Super to pass housing as your biggest asset?
Superannuation | 8/08/2016 |
2 min read
Household superannuation assets have grown twice as fast as net home wealth in the 12 years to 2014, according to a recent report.
Melbourne University's Household Income and Labour Dynamics in Australia (HILDA) survey of more than 19,000 Australians said that average net home wealth (defined as mean home value minus mean home debt) grew 27% from $229,000 in 2002 to $291,552 in 2014.
On the other hand, household super assets over the same 12-year period grew 66% from $112,114 to $186,011.
HILDA Deputy Director, Professor Roger Wilkins, said the trend would likely continue: "I would expect house price growth to be lower than we've seen since 2002, and therefore I think super may possibly overtake the family home in the next twelve years."
Super's growth over the period occurred despite the impact of the Global Financial Crisis about seven years ago. According to ratings agency, CANSTAR, government policy has probably had the biggest impact, thanks to:
- Increases in the minimum super contributions rate; and
- Better tax incentives, for example, the Howard Government's 2006 legislation for a tax exemption
to super investment earnings and drawdowns in retirement.

Written task A:
Translate this sentence from the superannuation article into Spanish: "On the other hand, household super assets over the same 12-year period grew 66% from $112,114 to $186,011."

Region annotation entries
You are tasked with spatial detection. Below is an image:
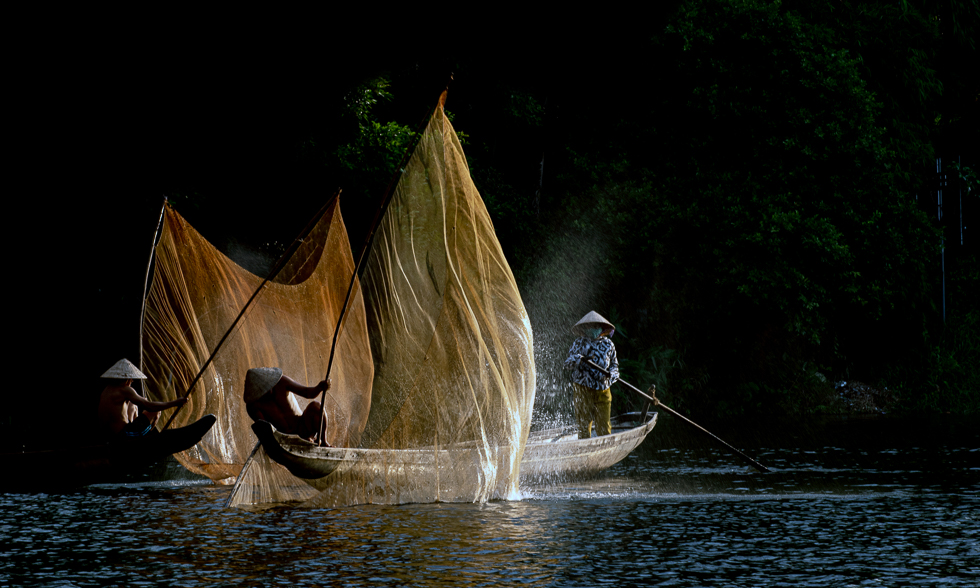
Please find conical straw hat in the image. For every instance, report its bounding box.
[243,368,282,402]
[572,310,616,335]
[102,358,146,380]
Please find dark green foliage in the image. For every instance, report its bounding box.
[510,1,976,414]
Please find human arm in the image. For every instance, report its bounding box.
[609,343,619,385]
[564,338,585,370]
[276,374,330,399]
[122,388,187,412]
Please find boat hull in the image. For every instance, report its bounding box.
[252,413,657,489]
[521,412,657,484]
[0,414,217,492]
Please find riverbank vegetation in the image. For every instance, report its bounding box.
[11,0,980,442]
[316,0,980,416]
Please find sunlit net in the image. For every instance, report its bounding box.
[145,101,535,506]
[143,201,374,481]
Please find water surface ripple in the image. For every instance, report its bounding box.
[0,422,980,587]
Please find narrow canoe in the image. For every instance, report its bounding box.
[252,413,657,481]
[0,414,217,492]
[521,412,657,483]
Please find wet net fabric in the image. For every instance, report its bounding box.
[231,101,535,507]
[142,199,374,488]
[300,106,534,506]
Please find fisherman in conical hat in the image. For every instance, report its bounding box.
[243,368,330,446]
[565,310,619,439]
[99,359,187,438]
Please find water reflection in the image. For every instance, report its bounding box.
[0,420,980,586]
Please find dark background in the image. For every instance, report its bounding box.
[0,2,977,446]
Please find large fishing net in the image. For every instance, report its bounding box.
[146,105,535,506]
[143,199,374,482]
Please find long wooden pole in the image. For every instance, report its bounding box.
[139,196,167,398]
[161,195,340,431]
[585,359,769,472]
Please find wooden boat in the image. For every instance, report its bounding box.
[219,95,535,507]
[0,414,217,492]
[521,412,657,483]
[252,412,657,483]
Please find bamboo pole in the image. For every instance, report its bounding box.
[161,195,340,431]
[584,359,769,472]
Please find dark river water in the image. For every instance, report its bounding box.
[0,419,980,587]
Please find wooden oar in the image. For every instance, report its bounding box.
[585,359,769,472]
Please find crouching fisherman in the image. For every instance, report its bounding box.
[99,359,187,439]
[244,368,330,447]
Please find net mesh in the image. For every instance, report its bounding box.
[147,105,534,506]
[143,200,374,482]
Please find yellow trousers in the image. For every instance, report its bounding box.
[572,382,612,439]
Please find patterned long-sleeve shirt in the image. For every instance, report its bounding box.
[565,337,619,390]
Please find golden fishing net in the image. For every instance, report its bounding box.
[292,105,535,506]
[146,105,535,506]
[143,199,374,481]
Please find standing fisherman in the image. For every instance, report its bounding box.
[565,310,619,439]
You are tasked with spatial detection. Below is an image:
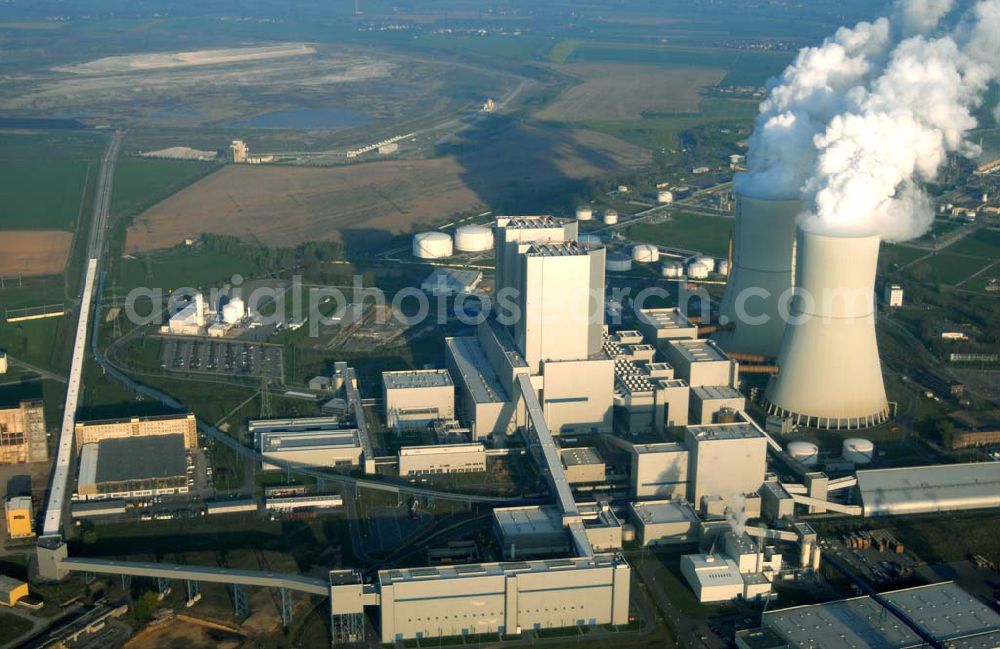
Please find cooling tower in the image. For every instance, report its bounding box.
[765,230,889,429]
[715,195,799,357]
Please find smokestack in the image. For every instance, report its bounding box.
[714,193,801,358]
[765,228,889,429]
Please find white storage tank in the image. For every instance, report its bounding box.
[688,261,708,279]
[413,232,452,259]
[632,243,660,264]
[222,297,246,324]
[455,225,493,252]
[662,261,684,279]
[844,437,875,464]
[787,442,819,466]
[606,252,632,273]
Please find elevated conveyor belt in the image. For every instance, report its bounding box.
[62,559,330,597]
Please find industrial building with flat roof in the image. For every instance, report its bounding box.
[73,412,198,451]
[629,500,699,546]
[399,443,486,477]
[763,582,1000,649]
[0,401,49,464]
[76,434,188,500]
[857,462,1000,516]
[378,554,630,643]
[382,369,455,428]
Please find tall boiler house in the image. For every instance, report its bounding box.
[714,194,801,358]
[765,229,889,429]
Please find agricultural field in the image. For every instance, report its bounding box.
[125,126,650,253]
[536,63,726,122]
[111,156,218,217]
[628,212,733,257]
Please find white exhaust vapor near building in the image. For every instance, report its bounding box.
[716,194,801,357]
[765,228,889,429]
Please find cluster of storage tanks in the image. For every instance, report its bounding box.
[413,225,493,259]
[785,437,875,466]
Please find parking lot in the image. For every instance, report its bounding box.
[160,338,284,383]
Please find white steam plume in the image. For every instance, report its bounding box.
[736,0,1000,241]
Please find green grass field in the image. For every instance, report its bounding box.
[111,156,219,216]
[568,41,792,86]
[0,134,103,230]
[629,212,733,257]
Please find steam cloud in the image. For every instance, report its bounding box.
[736,0,1000,241]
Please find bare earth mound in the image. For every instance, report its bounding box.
[0,230,73,275]
[538,63,726,122]
[126,127,650,252]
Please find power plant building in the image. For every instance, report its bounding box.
[249,417,363,470]
[73,412,198,452]
[629,500,700,546]
[378,554,630,644]
[0,401,49,464]
[684,420,767,506]
[399,444,486,477]
[75,434,188,500]
[382,370,455,428]
[857,462,1000,516]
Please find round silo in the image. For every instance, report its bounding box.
[632,243,660,264]
[455,225,493,252]
[413,232,453,259]
[843,437,875,464]
[786,442,819,466]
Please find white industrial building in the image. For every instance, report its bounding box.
[763,582,1000,649]
[688,385,746,424]
[399,443,486,477]
[663,340,739,388]
[559,447,605,484]
[420,268,483,297]
[629,442,688,500]
[857,462,1000,516]
[684,419,767,506]
[629,500,699,546]
[372,554,630,643]
[249,417,362,470]
[446,216,614,439]
[382,370,455,428]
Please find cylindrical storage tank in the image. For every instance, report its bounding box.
[695,256,715,273]
[786,442,819,466]
[764,229,889,430]
[222,297,246,324]
[605,252,632,273]
[455,225,493,252]
[713,194,800,358]
[663,261,684,279]
[413,232,453,259]
[844,437,875,464]
[632,243,660,264]
[688,261,708,279]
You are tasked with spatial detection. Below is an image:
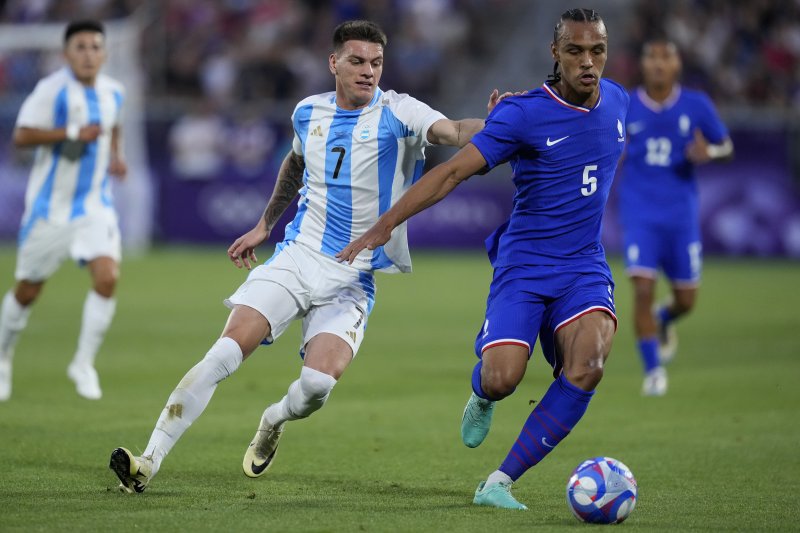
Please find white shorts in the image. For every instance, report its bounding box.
[14,211,122,282]
[225,242,375,357]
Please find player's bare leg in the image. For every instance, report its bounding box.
[0,280,44,402]
[461,344,528,448]
[67,257,119,400]
[473,311,616,509]
[556,311,616,392]
[109,305,270,492]
[242,333,353,477]
[655,285,697,363]
[631,276,667,396]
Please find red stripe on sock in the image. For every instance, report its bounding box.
[537,404,569,433]
[511,449,530,468]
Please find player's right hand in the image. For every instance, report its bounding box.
[78,124,102,142]
[228,224,269,270]
[336,221,392,265]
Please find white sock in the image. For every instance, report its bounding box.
[72,290,117,366]
[484,470,514,487]
[142,337,242,475]
[264,366,336,426]
[0,291,31,359]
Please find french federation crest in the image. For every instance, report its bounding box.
[678,115,692,137]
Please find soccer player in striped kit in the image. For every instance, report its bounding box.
[619,38,733,396]
[110,21,500,492]
[0,20,127,401]
[339,9,629,509]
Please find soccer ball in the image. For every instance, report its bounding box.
[567,457,638,524]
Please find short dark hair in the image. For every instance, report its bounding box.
[64,20,106,44]
[333,20,388,52]
[547,7,605,83]
[641,35,679,56]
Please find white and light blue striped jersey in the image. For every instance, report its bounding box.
[285,89,445,272]
[17,67,125,243]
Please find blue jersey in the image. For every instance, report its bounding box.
[472,79,629,268]
[619,86,728,227]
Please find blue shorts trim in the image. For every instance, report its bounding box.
[475,265,617,372]
[623,224,703,286]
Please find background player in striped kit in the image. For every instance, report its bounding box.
[0,20,127,400]
[339,9,629,509]
[110,21,500,492]
[619,39,733,396]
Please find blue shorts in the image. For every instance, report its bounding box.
[623,224,703,287]
[475,265,617,376]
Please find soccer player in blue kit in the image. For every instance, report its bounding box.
[619,39,733,396]
[339,9,629,509]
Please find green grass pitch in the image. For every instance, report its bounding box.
[0,246,800,532]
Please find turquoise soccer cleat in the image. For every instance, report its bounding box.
[472,481,528,511]
[461,392,497,448]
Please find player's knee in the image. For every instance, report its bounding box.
[14,281,44,307]
[92,272,117,298]
[300,366,336,403]
[564,357,603,391]
[287,366,336,418]
[191,337,242,383]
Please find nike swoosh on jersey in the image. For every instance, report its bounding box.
[547,135,569,146]
[627,122,644,135]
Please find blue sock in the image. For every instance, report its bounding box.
[637,337,661,373]
[500,374,594,481]
[472,359,491,400]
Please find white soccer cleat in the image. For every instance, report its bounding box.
[242,417,283,477]
[67,363,103,400]
[0,358,11,402]
[108,448,153,494]
[642,366,667,396]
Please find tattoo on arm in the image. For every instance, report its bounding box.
[264,152,306,231]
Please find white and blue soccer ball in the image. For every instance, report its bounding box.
[567,457,638,524]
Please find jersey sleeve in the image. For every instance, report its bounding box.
[698,94,729,144]
[114,84,125,128]
[390,94,447,146]
[17,83,58,130]
[470,100,525,169]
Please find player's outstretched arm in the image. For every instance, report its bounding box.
[108,126,128,179]
[228,150,306,270]
[336,144,486,264]
[428,89,522,148]
[14,124,102,148]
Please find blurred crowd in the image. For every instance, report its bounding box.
[611,0,800,109]
[0,0,496,107]
[0,0,800,109]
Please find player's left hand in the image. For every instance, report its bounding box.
[486,89,528,113]
[686,128,711,165]
[336,223,392,265]
[108,157,128,180]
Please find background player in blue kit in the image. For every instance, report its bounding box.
[339,9,629,509]
[109,21,500,492]
[619,39,733,396]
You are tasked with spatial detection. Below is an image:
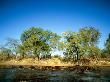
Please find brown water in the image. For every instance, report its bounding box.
[0,67,110,82]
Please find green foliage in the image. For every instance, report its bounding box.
[64,27,100,59]
[0,47,11,60]
[105,34,110,54]
[5,38,19,54]
[21,27,60,58]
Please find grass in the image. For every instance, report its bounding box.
[0,58,110,66]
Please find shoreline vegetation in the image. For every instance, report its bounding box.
[0,27,110,67]
[0,58,110,67]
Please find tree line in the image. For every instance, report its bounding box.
[0,27,110,60]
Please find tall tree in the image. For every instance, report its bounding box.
[21,27,60,59]
[5,38,20,55]
[105,33,110,55]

Written task B:
Locate each line of the entries that contains the string "shorts" and copy those lines.

Finished answer A:
Por otro lado, los activos de jubilación de los hogares crecieron un 66 % durante el mismo período de 12 años, de 112.114 dólares a 186.011 dólares.

Finished answer B:
Please find white shorts in the image. For every instance, report its bounding box.
Please find blue shorts trim in the image. For every instance, report its bounding box.
Please find blue shorts in the image. For every instance, report its bounding box.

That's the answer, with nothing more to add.